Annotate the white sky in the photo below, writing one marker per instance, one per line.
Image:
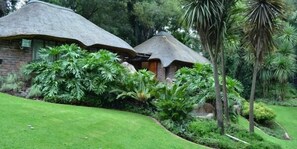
(20, 4)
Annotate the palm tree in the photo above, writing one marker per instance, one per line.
(226, 23)
(262, 15)
(205, 17)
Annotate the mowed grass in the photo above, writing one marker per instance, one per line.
(29, 124)
(286, 117)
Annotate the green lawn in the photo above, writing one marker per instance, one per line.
(35, 124)
(286, 116)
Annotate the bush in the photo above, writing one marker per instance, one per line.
(172, 103)
(199, 84)
(138, 86)
(264, 145)
(262, 113)
(203, 127)
(76, 76)
(11, 83)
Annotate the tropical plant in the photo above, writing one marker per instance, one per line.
(139, 86)
(172, 102)
(200, 82)
(261, 25)
(11, 83)
(263, 114)
(205, 17)
(70, 74)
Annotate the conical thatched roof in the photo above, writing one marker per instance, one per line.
(166, 48)
(44, 20)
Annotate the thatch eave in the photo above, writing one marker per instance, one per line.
(51, 22)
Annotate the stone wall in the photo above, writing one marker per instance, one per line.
(161, 75)
(12, 57)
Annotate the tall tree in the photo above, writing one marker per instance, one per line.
(225, 24)
(205, 17)
(261, 24)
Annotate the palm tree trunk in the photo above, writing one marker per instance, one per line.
(225, 99)
(252, 96)
(219, 108)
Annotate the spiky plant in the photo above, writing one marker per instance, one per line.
(261, 25)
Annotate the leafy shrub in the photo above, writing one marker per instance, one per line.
(11, 83)
(199, 83)
(206, 132)
(138, 86)
(217, 141)
(264, 145)
(76, 75)
(262, 113)
(172, 102)
(34, 92)
(287, 102)
(202, 127)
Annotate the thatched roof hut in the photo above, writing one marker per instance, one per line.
(167, 55)
(43, 20)
(167, 49)
(38, 25)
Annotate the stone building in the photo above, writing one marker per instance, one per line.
(39, 24)
(164, 55)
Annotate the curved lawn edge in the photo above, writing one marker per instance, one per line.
(287, 118)
(67, 126)
(157, 122)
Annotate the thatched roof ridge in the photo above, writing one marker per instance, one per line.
(167, 49)
(44, 20)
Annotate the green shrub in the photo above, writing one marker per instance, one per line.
(138, 86)
(77, 76)
(263, 145)
(34, 92)
(262, 113)
(202, 127)
(11, 83)
(172, 102)
(199, 84)
(217, 141)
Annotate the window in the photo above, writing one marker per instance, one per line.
(39, 44)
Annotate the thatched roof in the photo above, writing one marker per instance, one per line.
(44, 20)
(167, 49)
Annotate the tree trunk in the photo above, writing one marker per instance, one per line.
(219, 108)
(252, 96)
(225, 97)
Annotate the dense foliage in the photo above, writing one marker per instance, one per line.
(206, 132)
(262, 113)
(199, 84)
(69, 74)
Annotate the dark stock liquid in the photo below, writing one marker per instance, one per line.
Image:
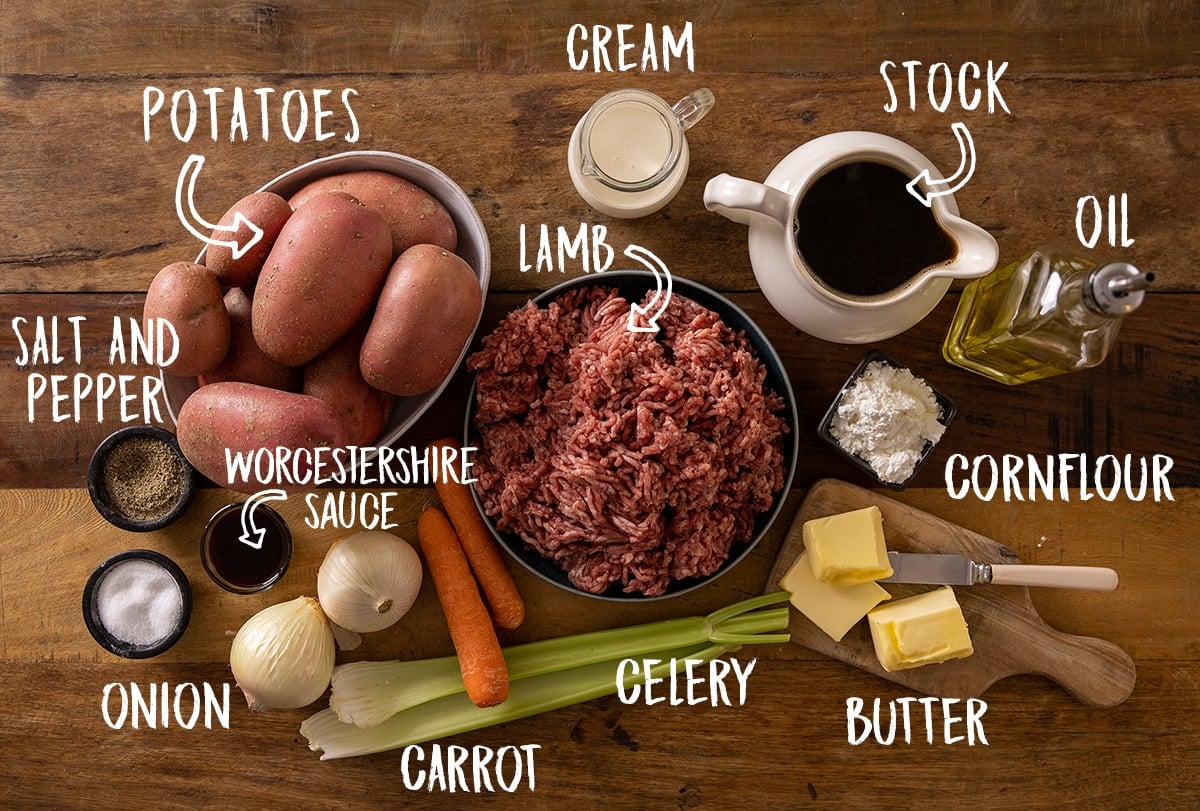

===

What you are asked to do: Rewrite all of the material above as a Markdown table with two columns: "No." holding a row number and "Entry" holding the line. Skip blank lines and leave the pictures out.

Result of the task:
| No. | Entry |
|---|---|
| 1 | Annotate the white sky in the photo below, writing one marker per instance, one per line. |
| 2 | Image: |
| 3 | (20, 4) |
| 4 | Annotate the palm tree in the photo above, writing one marker per instance, one per line. |
| 5 | (226, 23) |
| 6 | (262, 15) |
| 7 | (205, 17) |
| 8 | Annotate the mowed grass in the photo above, writing one marker per instance, one per line. |
| 9 | (29, 124) |
| 10 | (286, 117) |
| 11 | Annotate the green lawn in the photo above, writing one marker per instance, one per line. |
| 12 | (35, 124) |
| 13 | (286, 116) |
| 14 | Annotate the bush in the photo above, writing one marker per instance, one per line. |
| 15 | (172, 103) |
| 16 | (199, 84) |
| 17 | (138, 86) |
| 18 | (264, 145) |
| 19 | (262, 113) |
| 20 | (203, 127) |
| 21 | (76, 76) |
| 22 | (11, 83) |
| 23 | Annotate the tropical plant in the photo above, writing one marker per instance, one per line. |
| 24 | (139, 86) |
| 25 | (172, 102) |
| 26 | (200, 82) |
| 27 | (261, 25) |
| 28 | (11, 83) |
| 29 | (263, 114) |
| 30 | (205, 17) |
| 31 | (70, 74) |
| 32 | Annotate the conical thatched roof in the photo above, writing one marker per instance, one per line. |
| 33 | (166, 48) |
| 34 | (44, 20) |
| 35 | Annotate the thatch eave in the photo above, writing one marker per instance, one per line. |
| 36 | (51, 22) |
| 37 | Annotate the stone wall in the photo above, writing one marker per instance, one per line. |
| 38 | (161, 75) |
| 39 | (12, 57) |
| 40 | Annotate the tall tree in the photo above, writing one marker per instance, one per line. |
| 41 | (225, 24) |
| 42 | (205, 17) |
| 43 | (261, 24) |
| 44 | Annotate the palm tree trunk in the photo above, writing one marker per instance, one per line. |
| 45 | (225, 99) |
| 46 | (252, 96) |
| 47 | (219, 108) |
| 48 | Annotate the spiky plant in the photo above, writing one marker per instance, one per line. |
| 49 | (261, 25) |
| 50 | Annotate the leafy shrub in the photo above, writing one marker per instance, one per line. |
| 51 | (11, 83) |
| 52 | (199, 83) |
| 53 | (206, 132) |
| 54 | (138, 86) |
| 55 | (217, 141) |
| 56 | (264, 145) |
| 57 | (76, 75) |
| 58 | (262, 113) |
| 59 | (172, 102) |
| 60 | (34, 92) |
| 61 | (287, 102) |
| 62 | (202, 127) |
| 63 | Annotate the thatched roof hut in the photo above, writing one marker per instance, one per line. |
| 64 | (167, 55) |
| 65 | (43, 20) |
| 66 | (167, 49) |
| 67 | (38, 25) |
| 68 | Annotate the stone building in the photo above, writing one marker per instance, one per line. |
| 69 | (39, 24) |
| 70 | (164, 55) |
| 71 | Annotate the curved lawn edge in the photo above, writing one marker per instance, one per line. |
| 72 | (287, 118) |
| 73 | (67, 126) |
| 74 | (157, 122) |
| 75 | Annotate the thatched roof ridge in the photo above, writing one marker per instance, one per line. |
| 76 | (167, 49) |
| 77 | (44, 20) |
| 78 | Annotate the green shrub in the photo above, writing one marker per instance, one per line. |
| 79 | (138, 86) |
| 80 | (77, 76) |
| 81 | (263, 145) |
| 82 | (34, 92) |
| 83 | (262, 113) |
| 84 | (202, 127) |
| 85 | (11, 83) |
| 86 | (172, 102) |
| 87 | (199, 84) |
| 88 | (217, 141) |
| 89 | Annotate the window in the photo above, writing one marker per instance, one per line. |
| 90 | (39, 44) |
| 91 | Annotate the thatched roof in the photo above, writing one marker per instance, one per line. |
| 92 | (44, 20) |
| 93 | (167, 49) |
| 94 | Annotate the tree trunk in the photo above, writing one marker per instance, one per line. |
| 95 | (219, 108) |
| 96 | (252, 96) |
| 97 | (225, 97) |
| 98 | Annotate the dense foliage in the photo above, writing one marker per instance, one per line. |
| 99 | (206, 132) |
| 100 | (262, 113) |
| 101 | (199, 84) |
| 102 | (69, 74) |
| 103 | Annotate the dark stock liquid in the photo below, writing one marker per instance, one per line. |
| 104 | Image: |